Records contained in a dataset
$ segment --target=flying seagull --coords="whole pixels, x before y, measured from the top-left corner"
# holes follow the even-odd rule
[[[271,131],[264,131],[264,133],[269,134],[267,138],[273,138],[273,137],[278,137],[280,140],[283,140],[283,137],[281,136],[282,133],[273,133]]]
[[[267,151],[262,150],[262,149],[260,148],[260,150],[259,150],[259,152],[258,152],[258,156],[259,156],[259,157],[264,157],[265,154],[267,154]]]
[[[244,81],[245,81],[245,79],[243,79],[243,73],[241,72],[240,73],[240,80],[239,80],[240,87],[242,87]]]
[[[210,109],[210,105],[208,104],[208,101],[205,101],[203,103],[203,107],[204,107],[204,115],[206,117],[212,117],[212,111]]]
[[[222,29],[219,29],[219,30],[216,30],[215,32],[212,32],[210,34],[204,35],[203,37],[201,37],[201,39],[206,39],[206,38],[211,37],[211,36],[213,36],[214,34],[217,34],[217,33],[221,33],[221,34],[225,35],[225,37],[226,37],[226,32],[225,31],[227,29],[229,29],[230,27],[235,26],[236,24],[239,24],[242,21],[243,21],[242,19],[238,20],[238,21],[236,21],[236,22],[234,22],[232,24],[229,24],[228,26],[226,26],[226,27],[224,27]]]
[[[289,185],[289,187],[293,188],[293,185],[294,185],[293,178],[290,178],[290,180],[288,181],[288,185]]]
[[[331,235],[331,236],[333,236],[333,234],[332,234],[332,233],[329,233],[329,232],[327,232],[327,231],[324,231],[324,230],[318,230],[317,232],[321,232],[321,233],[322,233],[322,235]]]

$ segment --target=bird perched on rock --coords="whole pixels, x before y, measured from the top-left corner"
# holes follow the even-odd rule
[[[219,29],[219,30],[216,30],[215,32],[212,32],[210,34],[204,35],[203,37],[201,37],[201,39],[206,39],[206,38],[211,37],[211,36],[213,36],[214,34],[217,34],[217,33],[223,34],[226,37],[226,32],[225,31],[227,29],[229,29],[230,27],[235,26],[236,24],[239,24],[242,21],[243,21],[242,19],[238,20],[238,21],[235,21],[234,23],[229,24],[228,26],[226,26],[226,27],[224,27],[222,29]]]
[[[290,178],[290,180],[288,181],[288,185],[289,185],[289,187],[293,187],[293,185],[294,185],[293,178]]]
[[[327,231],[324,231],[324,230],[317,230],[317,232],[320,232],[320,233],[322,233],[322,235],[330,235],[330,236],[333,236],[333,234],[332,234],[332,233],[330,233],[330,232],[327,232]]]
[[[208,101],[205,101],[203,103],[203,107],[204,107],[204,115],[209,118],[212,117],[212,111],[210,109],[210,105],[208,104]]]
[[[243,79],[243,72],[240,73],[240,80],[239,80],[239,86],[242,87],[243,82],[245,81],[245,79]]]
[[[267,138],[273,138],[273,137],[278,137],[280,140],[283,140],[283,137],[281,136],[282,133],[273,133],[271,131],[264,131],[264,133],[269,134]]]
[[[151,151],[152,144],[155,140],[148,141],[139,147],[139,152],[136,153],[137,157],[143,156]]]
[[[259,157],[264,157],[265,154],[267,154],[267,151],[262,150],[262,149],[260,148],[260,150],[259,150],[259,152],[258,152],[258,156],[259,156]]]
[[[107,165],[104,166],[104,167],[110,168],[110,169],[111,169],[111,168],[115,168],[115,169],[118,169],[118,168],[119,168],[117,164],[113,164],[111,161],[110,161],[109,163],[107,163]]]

> [Work to be completed]: Starting from the line containing "segment --target=bird perched" and ending with the final line of the data, reproduce each line exactly as it appears, including no other lines.

> [Solution below]:
$ segment --target=bird perched on rock --coords="whole pixels, x before y, measured from the top-left corner"
# holes follow the even-odd rule
[[[219,29],[219,30],[216,30],[215,32],[212,32],[210,34],[204,35],[203,37],[201,37],[201,39],[206,39],[206,38],[211,37],[211,36],[213,36],[214,34],[217,34],[217,33],[223,34],[226,37],[226,32],[225,31],[227,29],[229,29],[230,27],[235,26],[236,24],[239,24],[242,21],[243,21],[242,19],[238,20],[238,21],[235,21],[234,23],[229,24],[228,26],[226,26],[226,27],[224,27],[222,29]]]
[[[290,178],[290,180],[288,181],[288,185],[289,185],[289,187],[293,187],[293,185],[294,185],[293,178]]]
[[[327,231],[324,231],[324,230],[317,230],[317,232],[320,232],[320,233],[322,233],[322,235],[330,235],[330,236],[333,236],[333,234],[332,234],[332,233],[330,233],[330,232],[327,232]]]
[[[208,101],[205,101],[203,103],[203,107],[204,107],[204,115],[209,118],[212,117],[212,111],[210,109],[210,105],[208,104]]]
[[[243,79],[243,72],[240,73],[240,80],[239,80],[239,86],[242,87],[243,82],[245,81],[245,79]]]
[[[267,138],[273,138],[273,137],[278,137],[280,140],[283,140],[283,137],[281,136],[282,133],[273,133],[271,131],[264,131],[264,133],[269,134]]]
[[[151,151],[152,144],[155,140],[148,141],[139,147],[139,152],[136,153],[137,157],[143,156]]]
[[[259,157],[264,157],[265,154],[267,154],[267,151],[262,150],[262,149],[260,148],[260,150],[259,150],[259,152],[258,152],[258,156],[259,156]]]
[[[107,165],[104,166],[104,167],[110,168],[110,169],[111,169],[111,168],[115,168],[115,169],[118,169],[118,168],[119,168],[117,164],[113,164],[111,161],[110,161],[109,163],[107,163]]]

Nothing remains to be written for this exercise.